● Texte de l'exercice:
Pour son tout premier roman graphique, l’artiste Charlotte Gosselin nous offre un regard intime sur les problèmes de santé mentale avec Je prends feu trop souvent, un album raconté depuis le point de vue d’une personne aux prises avec des troubles psychologiques.
Même si l’on sait de nos jours que la maladie mentale peut toucher n’importe qui, il n’est pas toujours évident de comprendre le quotidien des personnes qui en sont affectées, ni les épreuves auxquelles elles sont soumises. Pour mieux saisir cette réalité et s’imprégner de l’état d’esprit des gens aux prises avec des troubles psychologiques, rien de tel que l’album Je prends feu trop souvent. À travers son personnage principal, qui restera sans nom tout au long du récit, ce roman graphique émouvant nous permet d’entrer dans l’intimité (et surtout dans la tête) d’une jeune femme anorexique s’isolant volontairement du reste du monde, qui s’automutile en se flanquant des coups de ciseaux sur les cuisses ou se brûle le bras avec ses cigarettes, et dont le mal-être la pousse à contempler le suicide.
Quelque part entre le recueil de poésie, le journal personnel, le carnet de dessins et l’art thérapeutique, Je prends feu trop souvent n’est pas un roman graphique typique. Dans ce récit, que l’on présume autobiographique tellement il sonne authentique, Charlotte Gosselin se livre avec énormément de générosité. L’album est très atmosphérique, en ce sens qu’il utilise la narration intérieure d’une personne en proie à des troubles mentaux de plus en plus envahissants et les pensées en désordre se bousculant à l’intérieur de sa tête, comme fil conducteur. Puisque le livre présente une réalité à laquelle on préfère trop souvent ne pas s’attarder, il ne s’agit certes pas d’une lecture confortable, mais bien d’une histoire essentielle, avec laquelle on ne peut que compatir.
Entre la médication, l’isolement et les thérapies, Je prends feu trop souvent nous ouvre également les portes d’un monde peu connu, celui des soins psychiatriques en milieu hospitalier, où la plupart des objets usuels, qui constituent un danger pour des personnes s’adonnant à l’automutilation, sont soigneusement retirés de l’environnement. Rédigées dans un lettrage nerveux qui reflète bien ses émotions désordonnées, les pensées du personnage principal sont remplies de poésie, et produisent des phrases joliment tournées, comme « Peut-être que si je me frappe la tête assez fort, je pourrai me fuir un instant », ou « Je fantasme sur une fugue, mais je reste ici, au cas où personne ne me chercherait ». Malgré sa noirceur, le récit se termine tout de même sur une lueur d’espoir.

● Données fournies:

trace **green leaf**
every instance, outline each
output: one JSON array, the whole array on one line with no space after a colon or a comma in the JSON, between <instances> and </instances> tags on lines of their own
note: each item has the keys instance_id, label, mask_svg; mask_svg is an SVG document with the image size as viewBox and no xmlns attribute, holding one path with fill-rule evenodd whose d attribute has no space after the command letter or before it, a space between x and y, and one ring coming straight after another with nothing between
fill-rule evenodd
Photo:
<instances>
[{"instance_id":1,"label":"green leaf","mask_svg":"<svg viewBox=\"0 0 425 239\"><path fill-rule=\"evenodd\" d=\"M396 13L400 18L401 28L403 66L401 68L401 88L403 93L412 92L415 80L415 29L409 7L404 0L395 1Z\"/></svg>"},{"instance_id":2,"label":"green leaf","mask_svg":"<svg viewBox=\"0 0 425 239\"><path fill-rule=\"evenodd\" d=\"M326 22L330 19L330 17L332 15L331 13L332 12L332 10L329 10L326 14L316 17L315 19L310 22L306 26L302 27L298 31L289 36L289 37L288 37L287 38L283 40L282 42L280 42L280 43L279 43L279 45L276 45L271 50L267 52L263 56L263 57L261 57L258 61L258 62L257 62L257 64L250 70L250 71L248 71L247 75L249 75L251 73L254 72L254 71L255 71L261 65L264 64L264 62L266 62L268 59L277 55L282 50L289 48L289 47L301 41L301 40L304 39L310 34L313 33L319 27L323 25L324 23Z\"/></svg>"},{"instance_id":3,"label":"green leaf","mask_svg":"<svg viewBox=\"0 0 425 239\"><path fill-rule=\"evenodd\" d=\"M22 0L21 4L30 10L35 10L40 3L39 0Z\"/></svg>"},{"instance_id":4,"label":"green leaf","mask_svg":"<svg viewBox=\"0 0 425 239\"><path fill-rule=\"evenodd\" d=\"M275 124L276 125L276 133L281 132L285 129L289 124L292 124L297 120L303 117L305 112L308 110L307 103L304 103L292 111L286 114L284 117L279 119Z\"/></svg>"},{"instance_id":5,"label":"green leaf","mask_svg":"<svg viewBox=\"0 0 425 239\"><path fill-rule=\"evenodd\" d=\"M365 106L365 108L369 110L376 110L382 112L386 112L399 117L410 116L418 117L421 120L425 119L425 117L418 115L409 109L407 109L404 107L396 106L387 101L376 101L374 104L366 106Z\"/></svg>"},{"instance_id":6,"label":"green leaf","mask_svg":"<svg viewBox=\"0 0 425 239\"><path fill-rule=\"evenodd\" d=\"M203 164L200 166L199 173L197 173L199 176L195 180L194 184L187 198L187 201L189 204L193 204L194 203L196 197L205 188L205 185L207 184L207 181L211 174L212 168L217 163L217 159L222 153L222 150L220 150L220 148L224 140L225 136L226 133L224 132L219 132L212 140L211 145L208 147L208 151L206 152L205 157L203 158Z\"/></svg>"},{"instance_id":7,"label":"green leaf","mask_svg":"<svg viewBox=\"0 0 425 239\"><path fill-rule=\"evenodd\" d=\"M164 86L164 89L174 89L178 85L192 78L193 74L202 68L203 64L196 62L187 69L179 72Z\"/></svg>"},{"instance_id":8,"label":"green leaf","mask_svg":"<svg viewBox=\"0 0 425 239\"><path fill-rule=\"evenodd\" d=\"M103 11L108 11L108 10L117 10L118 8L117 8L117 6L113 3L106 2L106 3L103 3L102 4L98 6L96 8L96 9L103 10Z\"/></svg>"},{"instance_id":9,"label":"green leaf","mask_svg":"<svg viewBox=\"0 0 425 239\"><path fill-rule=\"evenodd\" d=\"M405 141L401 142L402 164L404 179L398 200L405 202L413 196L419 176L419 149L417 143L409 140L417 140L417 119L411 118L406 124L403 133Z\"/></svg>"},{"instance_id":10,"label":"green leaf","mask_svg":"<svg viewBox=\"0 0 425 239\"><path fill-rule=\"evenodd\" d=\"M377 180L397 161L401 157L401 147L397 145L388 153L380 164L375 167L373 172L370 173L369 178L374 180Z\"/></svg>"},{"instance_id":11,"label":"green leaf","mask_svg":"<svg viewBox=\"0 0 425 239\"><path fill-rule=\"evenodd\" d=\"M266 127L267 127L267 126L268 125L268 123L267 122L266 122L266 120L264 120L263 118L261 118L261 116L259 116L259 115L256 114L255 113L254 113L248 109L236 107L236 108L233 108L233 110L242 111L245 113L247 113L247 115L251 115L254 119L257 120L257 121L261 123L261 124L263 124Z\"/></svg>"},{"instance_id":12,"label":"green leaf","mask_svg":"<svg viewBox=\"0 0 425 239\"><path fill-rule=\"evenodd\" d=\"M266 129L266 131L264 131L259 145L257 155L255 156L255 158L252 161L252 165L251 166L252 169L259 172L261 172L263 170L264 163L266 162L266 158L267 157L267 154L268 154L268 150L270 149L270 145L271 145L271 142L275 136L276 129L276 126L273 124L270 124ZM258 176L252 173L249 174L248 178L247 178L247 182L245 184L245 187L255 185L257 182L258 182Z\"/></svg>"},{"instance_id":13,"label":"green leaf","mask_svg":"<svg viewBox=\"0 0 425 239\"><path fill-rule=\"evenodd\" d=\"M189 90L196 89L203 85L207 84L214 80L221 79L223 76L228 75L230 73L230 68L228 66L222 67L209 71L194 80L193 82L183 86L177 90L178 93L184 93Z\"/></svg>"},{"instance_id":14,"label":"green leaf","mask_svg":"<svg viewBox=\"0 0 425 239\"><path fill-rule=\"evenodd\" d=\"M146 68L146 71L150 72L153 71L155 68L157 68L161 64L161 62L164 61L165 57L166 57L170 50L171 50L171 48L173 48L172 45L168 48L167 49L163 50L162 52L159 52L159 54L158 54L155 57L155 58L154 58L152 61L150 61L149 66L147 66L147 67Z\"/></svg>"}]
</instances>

● Travail à réaliser:
**A.** D'après le texte sur Je prends feu trop souvent, sur quoi le récit se termine-t-il malgré sa noirceur ?
**B.** Poursuivez le texte sur Je prends feu trop souvent à partir de sa dernière phrase.

● Réponses aux consignes:
**A.** Il se termine sur une lueur d'espoir.

**B.**
Le travail graphique de Charlotte Gosselin revêt une grande puissance émotionnelle. Il n’y a pas de cases dans Je prends feu trop souvent, mais plutôt de grandes illustrations s’étalant sur une page complète, ou deux. Composés de lignes de crayons fougueuses et touffues, les dessins en noir et blanc se parent parfois d’une touche de couleur, qui perce timidement la grisaille environnante. Les scènes banales du quotidien, un comptoir de cuisine rempli de vaisselle sale par exemple, côtoient des images plus oniriques, comme un lit en feu dans une chambre remplie d’arbres calcinés, ou des silhouettes vides, qui semblent effacées du décor dans lequel elles se trouvent. Les dessins se font plus violents au fil des crises et plus précis dans les moments de calme, ce qui transmet à merveille la valse des sentiments déferlant dans le cœur de l’héroïne.
Les problèmes de santé mentale ont été exacerbés par la pandémie actuelle, mais plutôt que d’aborder le sujet de façon froide et clinique, Je prends feu trop souvent nous invite à partager, de l’intérieur, les émotions submergeant une personne aux prises avec ces troubles. Difficile de rester insensible à un tel cri du cœur.
Je prends feu trop de souvent, de Charlotte Gosselin. Publié aux éditions Station T, 204 pages.